=== Section Start ===

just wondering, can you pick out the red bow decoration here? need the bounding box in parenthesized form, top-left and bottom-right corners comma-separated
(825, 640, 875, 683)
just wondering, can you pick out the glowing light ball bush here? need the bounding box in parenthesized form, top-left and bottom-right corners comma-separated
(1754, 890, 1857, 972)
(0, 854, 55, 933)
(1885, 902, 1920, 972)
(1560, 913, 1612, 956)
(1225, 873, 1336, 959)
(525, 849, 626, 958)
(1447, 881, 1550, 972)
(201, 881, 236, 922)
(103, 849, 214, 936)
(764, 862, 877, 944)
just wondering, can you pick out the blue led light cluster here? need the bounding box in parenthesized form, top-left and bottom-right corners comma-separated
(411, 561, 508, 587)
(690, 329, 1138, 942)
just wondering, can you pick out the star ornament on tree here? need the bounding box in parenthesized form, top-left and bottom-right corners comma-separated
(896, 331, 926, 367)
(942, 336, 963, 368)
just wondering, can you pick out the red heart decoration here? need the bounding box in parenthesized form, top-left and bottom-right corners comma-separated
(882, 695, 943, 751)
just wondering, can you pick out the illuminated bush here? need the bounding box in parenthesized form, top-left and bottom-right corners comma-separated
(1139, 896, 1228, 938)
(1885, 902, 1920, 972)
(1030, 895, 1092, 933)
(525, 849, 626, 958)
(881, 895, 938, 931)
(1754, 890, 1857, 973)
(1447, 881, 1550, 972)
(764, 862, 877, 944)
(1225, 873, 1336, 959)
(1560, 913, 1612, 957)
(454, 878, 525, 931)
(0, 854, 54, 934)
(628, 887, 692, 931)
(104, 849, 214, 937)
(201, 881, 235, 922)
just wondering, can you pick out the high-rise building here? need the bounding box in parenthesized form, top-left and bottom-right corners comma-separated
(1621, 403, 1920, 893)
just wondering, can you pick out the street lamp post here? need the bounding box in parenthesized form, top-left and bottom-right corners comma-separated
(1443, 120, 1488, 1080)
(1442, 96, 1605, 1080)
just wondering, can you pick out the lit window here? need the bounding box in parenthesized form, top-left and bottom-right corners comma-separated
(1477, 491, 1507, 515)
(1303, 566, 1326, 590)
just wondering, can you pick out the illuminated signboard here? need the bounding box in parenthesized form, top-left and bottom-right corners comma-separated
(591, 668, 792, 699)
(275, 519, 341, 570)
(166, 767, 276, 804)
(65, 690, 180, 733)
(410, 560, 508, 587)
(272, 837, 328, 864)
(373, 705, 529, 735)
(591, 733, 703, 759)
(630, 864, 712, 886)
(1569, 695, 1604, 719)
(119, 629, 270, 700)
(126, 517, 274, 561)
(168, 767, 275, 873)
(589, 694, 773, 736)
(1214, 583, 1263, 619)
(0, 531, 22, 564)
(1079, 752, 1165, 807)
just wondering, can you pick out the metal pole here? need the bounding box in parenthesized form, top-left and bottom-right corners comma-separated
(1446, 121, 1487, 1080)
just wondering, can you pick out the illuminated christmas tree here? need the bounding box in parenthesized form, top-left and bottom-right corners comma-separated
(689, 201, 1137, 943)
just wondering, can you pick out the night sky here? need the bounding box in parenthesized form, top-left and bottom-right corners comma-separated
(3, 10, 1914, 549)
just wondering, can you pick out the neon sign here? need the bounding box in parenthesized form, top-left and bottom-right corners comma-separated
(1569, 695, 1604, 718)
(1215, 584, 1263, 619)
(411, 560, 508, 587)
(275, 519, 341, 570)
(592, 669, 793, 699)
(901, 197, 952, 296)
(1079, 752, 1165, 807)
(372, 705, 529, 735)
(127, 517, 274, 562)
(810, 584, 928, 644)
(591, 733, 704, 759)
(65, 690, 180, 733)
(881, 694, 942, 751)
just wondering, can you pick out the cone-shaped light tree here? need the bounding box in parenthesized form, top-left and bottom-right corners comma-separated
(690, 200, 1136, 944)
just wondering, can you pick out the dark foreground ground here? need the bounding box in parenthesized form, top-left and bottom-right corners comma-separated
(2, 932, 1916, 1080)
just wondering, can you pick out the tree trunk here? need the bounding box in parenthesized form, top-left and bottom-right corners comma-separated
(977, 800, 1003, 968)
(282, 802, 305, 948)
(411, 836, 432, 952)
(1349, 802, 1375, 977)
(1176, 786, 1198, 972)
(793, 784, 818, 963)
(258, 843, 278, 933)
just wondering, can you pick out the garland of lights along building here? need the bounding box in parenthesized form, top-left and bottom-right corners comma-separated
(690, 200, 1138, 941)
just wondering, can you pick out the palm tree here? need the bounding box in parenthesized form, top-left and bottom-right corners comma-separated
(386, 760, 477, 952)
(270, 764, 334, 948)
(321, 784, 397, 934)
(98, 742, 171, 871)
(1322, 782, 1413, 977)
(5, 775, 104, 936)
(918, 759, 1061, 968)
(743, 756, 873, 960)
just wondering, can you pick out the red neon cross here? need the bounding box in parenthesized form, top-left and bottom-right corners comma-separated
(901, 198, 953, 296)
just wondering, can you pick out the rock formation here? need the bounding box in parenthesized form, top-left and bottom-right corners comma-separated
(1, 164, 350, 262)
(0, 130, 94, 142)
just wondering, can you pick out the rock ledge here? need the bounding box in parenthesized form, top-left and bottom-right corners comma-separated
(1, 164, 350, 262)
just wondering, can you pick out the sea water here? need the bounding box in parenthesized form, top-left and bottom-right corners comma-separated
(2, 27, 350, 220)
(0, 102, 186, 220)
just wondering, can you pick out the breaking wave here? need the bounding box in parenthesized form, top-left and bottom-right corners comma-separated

=== Section End ===

Exercise instructions: Transcribe the data above so that every line matches exactly.

Answer space:
just wondering, can you pick out the red bow decoration here? need the bounding box in parenthesized form, top-left and bottom-right corners comma-separated
(825, 640, 875, 683)
just wondering, can you pick out the glowing light ball bush here? need the bounding box in parenthesized form, top-left and bottom-right corners comma-separated
(1754, 890, 1857, 972)
(0, 854, 55, 933)
(1885, 902, 1920, 972)
(1560, 913, 1612, 956)
(1225, 873, 1336, 959)
(525, 849, 626, 958)
(1447, 881, 1550, 972)
(201, 881, 236, 922)
(103, 849, 214, 936)
(764, 862, 877, 944)
just wondering, can you pick out the blue led light cluster here? need the bounding box in parenthesized form, top-left and bottom-right corners comma-separated
(411, 561, 508, 587)
(690, 329, 1138, 942)
just wondering, can you pick out the star ornament on tree here? need the bounding box in parenthesized form, top-left and bottom-right corners comma-separated
(896, 331, 926, 367)
(942, 336, 963, 368)
just wondering, can you pick out the red heart decoration here? need the bounding box in parenthesized form, top-left and bottom-right corners comma-separated
(882, 695, 943, 751)
just wondering, can you pick out the illuminated bush here? need the bounding box in parenthesized form, top-left and bottom-right corners comma-separated
(1139, 896, 1228, 938)
(1885, 902, 1920, 972)
(1030, 895, 1092, 933)
(525, 849, 626, 958)
(881, 895, 938, 931)
(1754, 890, 1857, 973)
(1447, 881, 1550, 972)
(764, 862, 877, 944)
(1225, 873, 1336, 959)
(1560, 913, 1612, 957)
(454, 878, 525, 931)
(0, 854, 54, 934)
(628, 887, 692, 931)
(104, 849, 214, 937)
(201, 881, 235, 922)
just wondering, can you pick out the high-rise building here? need the bounding box in parenthesized form, top-left and bottom-right corners comma-separated
(1621, 403, 1920, 893)
just wondering, can you pick out the street lamp post here? need the bounding box in parenthesized form, top-left and bottom-right corners comma-separated
(1443, 120, 1488, 1080)
(1442, 96, 1605, 1080)
just wondering, can you pick out the lit window here? need the bounding box in parenthesized form, top-left and bottom-right corners comma-separated
(1477, 491, 1507, 515)
(1303, 566, 1326, 590)
just wondering, can you pick out the illuminated signboard here? need the bounding box in parenthesized form, top-left and bottom-right corners comma-separated
(591, 668, 792, 699)
(275, 519, 341, 570)
(166, 767, 276, 804)
(65, 690, 180, 733)
(410, 560, 508, 587)
(272, 837, 328, 864)
(373, 705, 529, 735)
(591, 733, 703, 759)
(630, 864, 712, 886)
(1569, 695, 1604, 719)
(119, 629, 270, 700)
(126, 517, 274, 561)
(168, 767, 275, 873)
(589, 694, 773, 736)
(1214, 583, 1263, 619)
(0, 531, 22, 564)
(1079, 752, 1165, 807)
just wondering, can you pick out the metal pole here? need the bounding box in parenthesized form, top-left and bottom-right corners comma-separated
(1446, 121, 1487, 1080)
just wondering, can you pick out the illuminated christmas tree here? need the bounding box in parenthesized form, top-left and bottom-right corners comma-separated
(689, 201, 1137, 943)
just wondering, can you pick out the night sky here? need the bounding box in parenthesized form, top-left and bottom-right corners comma-separated
(3, 10, 1914, 549)
just wondering, can you pick out the neon sign here? need the bounding box in parenthesized form, top-left and bottom-right corners comma-separated
(1569, 695, 1604, 718)
(1215, 584, 1263, 619)
(411, 560, 508, 587)
(275, 519, 341, 570)
(592, 669, 793, 699)
(901, 197, 952, 296)
(1079, 752, 1165, 807)
(372, 705, 529, 735)
(127, 517, 274, 562)
(810, 584, 928, 644)
(591, 733, 704, 759)
(65, 690, 180, 733)
(881, 694, 942, 751)
just wondering, can you pick out the cone-shaped light tree here? need the bounding box in parenthesized form, top-left and bottom-right corners comma-separated
(690, 200, 1136, 944)
just wondering, can you pick out the dark foreground ground here? need the bounding box in parenthesized form, top-left and bottom-right corners comma-separated
(2, 932, 1916, 1080)
just wondering, can you pick out the tree trunk here? need the bounding box in parenthesized form, top-left and bottom-right corners comma-separated
(977, 800, 1003, 968)
(282, 802, 305, 948)
(411, 836, 432, 952)
(1349, 802, 1375, 977)
(1176, 786, 1198, 972)
(793, 784, 818, 963)
(258, 843, 278, 933)
just wondering, can you pick out the garland of lights along building here? need the bounding box in parenthesized form, top-left and bottom-right corners comma-separated
(690, 200, 1138, 941)
just wondering, can you pick out the palm tree here? need the bounding box in parenthesized form, top-left and bottom-right corners comma-separated
(386, 760, 477, 952)
(270, 764, 334, 948)
(321, 784, 397, 934)
(98, 742, 171, 871)
(1322, 782, 1413, 977)
(5, 775, 104, 936)
(918, 759, 1061, 968)
(743, 756, 873, 960)
just wondering, can you pick out the red neon cross here? need the bounding box in parenthesized form, top-left and bottom-right corners comma-separated
(901, 198, 953, 296)
just wondering, can you pick out the rock formation here? need the bounding box in parenthesized form, top-left and bottom-right corners comma-separated
(1, 164, 350, 262)
(0, 130, 94, 142)
just wondering, can you pick out the rock ledge here? need the bounding box in parenthesized form, top-left and bottom-right corners comma-separated
(1, 164, 350, 262)
just wondering, can you pick out the sea water here? need the bounding box in parenthesized form, top-left and bottom-right corners comma-separated
(2, 27, 350, 220)
(0, 102, 186, 220)
just wondering, can you pick out the breaking wave here? need the bounding box in parenthesized form, top-left and bottom-right corners comma-separated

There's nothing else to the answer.